··· Source records ···

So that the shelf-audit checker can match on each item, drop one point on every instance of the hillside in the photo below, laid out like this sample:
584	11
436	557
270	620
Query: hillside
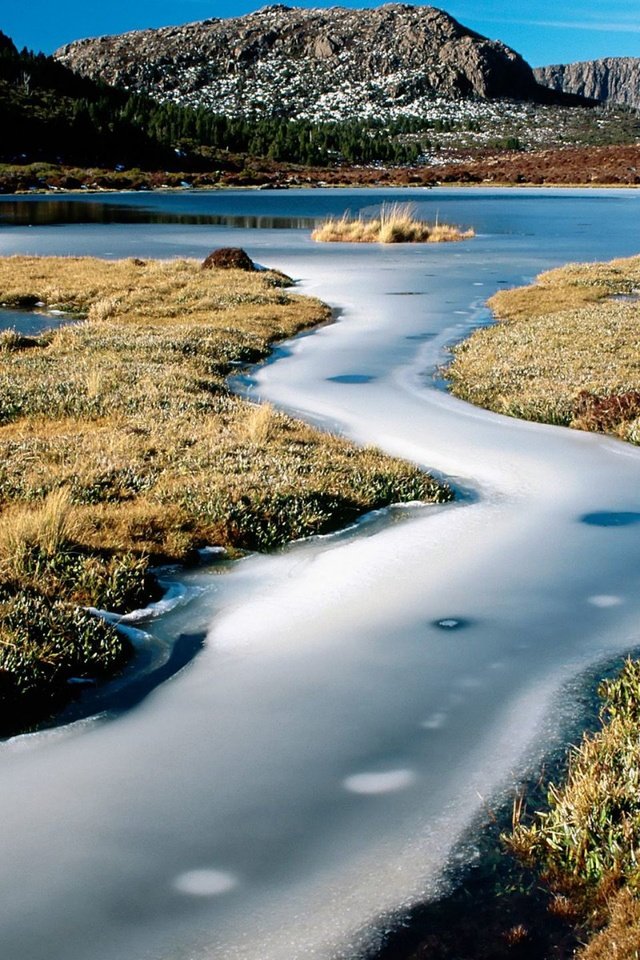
318	65
612	80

···

Rewrite all of the data above, requests included, with every point coordinate in the answers multiplied by 0.9 and rounded to the nearest whole number, halves rounded up. Leave the pictures out of your answer.

# Response to the task:
So that the shelf-audit checker can match on each item, drop one point on every instance of the hillside in the photo below, laid out like this sample:
584	11
436	557
270	620
Query: hillside
286	59
551	72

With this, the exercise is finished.